- Your goal -
The entries below should be transcribed exactly, every one of them.

:: Material to process ::

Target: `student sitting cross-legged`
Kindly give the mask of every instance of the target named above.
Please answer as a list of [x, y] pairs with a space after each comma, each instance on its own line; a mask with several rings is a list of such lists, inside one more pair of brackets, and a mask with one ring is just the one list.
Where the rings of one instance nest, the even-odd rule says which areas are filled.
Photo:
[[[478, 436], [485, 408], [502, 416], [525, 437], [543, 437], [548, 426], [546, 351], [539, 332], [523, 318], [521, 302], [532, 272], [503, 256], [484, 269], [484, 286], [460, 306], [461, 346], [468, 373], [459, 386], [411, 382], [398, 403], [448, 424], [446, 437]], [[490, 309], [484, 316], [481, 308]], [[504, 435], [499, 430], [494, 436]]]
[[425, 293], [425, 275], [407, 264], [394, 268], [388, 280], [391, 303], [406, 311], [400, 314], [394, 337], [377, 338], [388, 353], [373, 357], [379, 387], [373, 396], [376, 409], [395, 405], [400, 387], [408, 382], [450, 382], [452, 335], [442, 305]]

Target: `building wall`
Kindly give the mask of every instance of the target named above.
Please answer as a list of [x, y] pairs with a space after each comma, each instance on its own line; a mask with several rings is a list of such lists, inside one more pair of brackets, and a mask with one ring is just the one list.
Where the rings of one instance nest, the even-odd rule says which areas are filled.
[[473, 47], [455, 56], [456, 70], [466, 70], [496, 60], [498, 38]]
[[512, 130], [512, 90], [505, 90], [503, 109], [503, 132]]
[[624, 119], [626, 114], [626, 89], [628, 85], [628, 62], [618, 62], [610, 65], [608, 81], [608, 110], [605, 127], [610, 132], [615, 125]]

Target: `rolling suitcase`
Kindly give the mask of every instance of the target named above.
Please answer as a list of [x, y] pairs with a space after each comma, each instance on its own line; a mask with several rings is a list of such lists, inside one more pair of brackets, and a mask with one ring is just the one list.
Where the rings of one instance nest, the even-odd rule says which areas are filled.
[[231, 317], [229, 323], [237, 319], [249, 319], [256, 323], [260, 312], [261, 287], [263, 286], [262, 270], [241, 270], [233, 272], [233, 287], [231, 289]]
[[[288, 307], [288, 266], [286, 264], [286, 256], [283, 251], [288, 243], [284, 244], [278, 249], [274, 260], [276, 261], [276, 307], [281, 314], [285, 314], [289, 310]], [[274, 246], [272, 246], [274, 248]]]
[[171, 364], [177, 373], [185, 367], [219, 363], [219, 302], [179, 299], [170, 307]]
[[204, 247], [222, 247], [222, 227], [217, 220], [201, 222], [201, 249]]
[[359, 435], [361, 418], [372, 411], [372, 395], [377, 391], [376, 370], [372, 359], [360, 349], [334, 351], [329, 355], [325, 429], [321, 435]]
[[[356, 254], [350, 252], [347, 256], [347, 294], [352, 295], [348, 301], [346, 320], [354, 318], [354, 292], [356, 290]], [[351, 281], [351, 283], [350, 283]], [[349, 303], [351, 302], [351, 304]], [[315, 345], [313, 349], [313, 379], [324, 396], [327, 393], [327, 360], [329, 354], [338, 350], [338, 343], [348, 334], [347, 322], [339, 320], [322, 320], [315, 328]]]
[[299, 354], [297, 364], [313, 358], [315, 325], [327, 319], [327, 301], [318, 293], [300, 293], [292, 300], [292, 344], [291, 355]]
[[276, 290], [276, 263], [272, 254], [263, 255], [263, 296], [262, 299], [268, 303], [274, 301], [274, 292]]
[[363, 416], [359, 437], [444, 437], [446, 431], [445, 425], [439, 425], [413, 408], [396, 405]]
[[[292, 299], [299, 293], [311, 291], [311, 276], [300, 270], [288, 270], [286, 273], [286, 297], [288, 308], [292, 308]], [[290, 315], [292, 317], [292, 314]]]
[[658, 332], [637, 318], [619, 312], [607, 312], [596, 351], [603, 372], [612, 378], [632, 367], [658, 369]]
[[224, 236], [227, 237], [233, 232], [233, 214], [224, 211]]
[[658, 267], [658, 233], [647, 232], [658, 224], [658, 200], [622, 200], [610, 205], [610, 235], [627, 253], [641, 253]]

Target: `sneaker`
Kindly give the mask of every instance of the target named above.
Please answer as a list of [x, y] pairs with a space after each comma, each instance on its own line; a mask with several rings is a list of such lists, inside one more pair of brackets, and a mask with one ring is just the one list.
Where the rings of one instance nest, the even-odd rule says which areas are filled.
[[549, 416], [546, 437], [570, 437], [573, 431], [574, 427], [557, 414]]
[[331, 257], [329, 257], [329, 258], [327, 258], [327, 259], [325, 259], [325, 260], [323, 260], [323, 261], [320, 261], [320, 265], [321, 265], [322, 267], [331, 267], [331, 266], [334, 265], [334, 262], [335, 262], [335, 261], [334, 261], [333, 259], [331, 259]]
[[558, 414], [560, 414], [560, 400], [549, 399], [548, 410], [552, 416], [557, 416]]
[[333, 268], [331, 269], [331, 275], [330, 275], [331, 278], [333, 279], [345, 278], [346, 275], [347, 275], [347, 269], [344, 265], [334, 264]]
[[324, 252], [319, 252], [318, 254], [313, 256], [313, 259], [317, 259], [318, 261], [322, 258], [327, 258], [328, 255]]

:::

- Response area -
Target: `student sitting cross-legged`
Kindly give the mask of every instance of the target named above.
Please answer as a list of [x, y] pairs with a space after each comma, each instance on its own line; a mask with several rings is a list of such lists, inside one more pair of brackets, and a mask with one ring is just the one list.
Where the rings of one instance nest, the even-odd rule says which areas are filled.
Photo:
[[[478, 436], [485, 408], [502, 416], [525, 437], [543, 437], [548, 426], [546, 351], [539, 332], [523, 318], [521, 302], [532, 272], [503, 256], [484, 269], [484, 286], [460, 306], [461, 346], [468, 373], [459, 386], [411, 382], [398, 403], [448, 424], [446, 437]], [[490, 309], [484, 316], [481, 308]], [[504, 435], [499, 430], [494, 436]]]
[[425, 293], [425, 275], [407, 264], [394, 268], [388, 280], [391, 303], [406, 311], [400, 314], [394, 337], [377, 338], [388, 353], [373, 357], [379, 387], [373, 396], [376, 409], [395, 405], [400, 387], [408, 382], [450, 382], [452, 335], [442, 305]]

Target: `building wall`
Kindly give the mask of every instance of the target named above.
Please answer as a list of [x, y] pairs with a space after each comma, each instance on its own line; a mask with several rings is a list of such lists, inside one more pair of brackets, and a mask with one ring is just the one list.
Where the rings of one instance nest, the even-odd rule says which areas are filled.
[[473, 47], [455, 56], [456, 70], [466, 70], [496, 60], [498, 38]]
[[512, 130], [512, 90], [505, 90], [503, 109], [503, 132]]
[[624, 119], [626, 114], [626, 89], [628, 85], [628, 62], [618, 62], [610, 65], [608, 81], [608, 110], [605, 127], [610, 132], [615, 125]]

Target: `rolling suitcase`
Kindly give the mask of every instance of the target named above.
Please answer as a list of [x, y] pairs with a space after each comma, each instance on its own line; a mask with several rings is a list of such lists, inside one more pair of brackets, and a mask with one ring is just the one list.
Where the rings of one instance nest, the even-odd rule says which areas are filled.
[[231, 317], [229, 323], [237, 319], [249, 319], [256, 323], [260, 312], [261, 287], [263, 286], [262, 270], [241, 270], [233, 272], [233, 287], [231, 289]]
[[[288, 307], [288, 266], [286, 264], [286, 256], [283, 251], [288, 243], [284, 244], [278, 249], [274, 260], [276, 261], [276, 307], [281, 314], [285, 314], [289, 310]], [[274, 246], [272, 246], [274, 248]]]
[[171, 364], [177, 373], [185, 367], [219, 363], [219, 302], [179, 299], [170, 307]]
[[204, 247], [222, 247], [222, 227], [217, 220], [201, 222], [201, 249]]
[[359, 435], [361, 418], [372, 411], [372, 395], [377, 391], [376, 370], [372, 359], [360, 349], [334, 351], [329, 355], [325, 429], [321, 435]]
[[[356, 254], [350, 252], [347, 256], [347, 294], [352, 295], [348, 301], [346, 320], [354, 318], [354, 292], [356, 290]], [[351, 281], [351, 283], [350, 283]], [[349, 303], [351, 302], [351, 304]], [[315, 345], [313, 349], [313, 379], [324, 396], [327, 393], [327, 360], [329, 354], [338, 350], [338, 343], [348, 334], [347, 322], [339, 320], [322, 320], [315, 328]]]
[[299, 354], [297, 364], [313, 358], [315, 325], [327, 319], [327, 301], [318, 293], [300, 293], [292, 300], [292, 344], [291, 355]]
[[276, 290], [276, 263], [272, 254], [263, 255], [263, 296], [262, 299], [268, 303], [274, 301], [274, 292]]
[[363, 416], [359, 437], [444, 437], [446, 431], [445, 425], [439, 425], [413, 408], [396, 405]]
[[[292, 299], [299, 293], [311, 291], [311, 276], [300, 270], [288, 270], [286, 273], [286, 297], [288, 308], [292, 308]], [[290, 315], [292, 317], [292, 314]]]
[[658, 332], [637, 318], [619, 312], [607, 312], [596, 351], [603, 372], [612, 378], [632, 367], [658, 369]]
[[224, 236], [227, 237], [233, 232], [233, 214], [224, 211]]
[[658, 267], [658, 233], [647, 232], [658, 224], [658, 200], [622, 200], [610, 205], [610, 235], [627, 253], [641, 253]]

Target: `sneaker`
Kindly give the mask of every instance of the target named above.
Please answer as a list of [x, y] pairs with a space after each comma, each instance on its own line; a mask with several rings is a list of such lists, inside one more pair of brackets, and a mask with one ring is just the one list.
Where the rings of one instance nest, the even-odd rule says which areas are filled.
[[549, 416], [546, 437], [570, 437], [573, 431], [574, 427], [557, 414]]
[[331, 257], [329, 257], [329, 258], [327, 258], [327, 259], [325, 259], [325, 260], [323, 260], [323, 261], [320, 261], [320, 265], [321, 265], [322, 267], [331, 267], [331, 266], [334, 265], [334, 262], [335, 262], [335, 261], [334, 261], [333, 259], [331, 259]]
[[558, 414], [560, 414], [560, 400], [549, 399], [548, 410], [552, 416], [557, 416]]
[[333, 268], [331, 269], [331, 275], [330, 275], [331, 278], [333, 279], [345, 278], [346, 275], [347, 275], [347, 269], [344, 265], [334, 264]]
[[324, 252], [319, 252], [318, 254], [313, 256], [313, 259], [317, 259], [318, 261], [322, 258], [327, 258], [328, 255]]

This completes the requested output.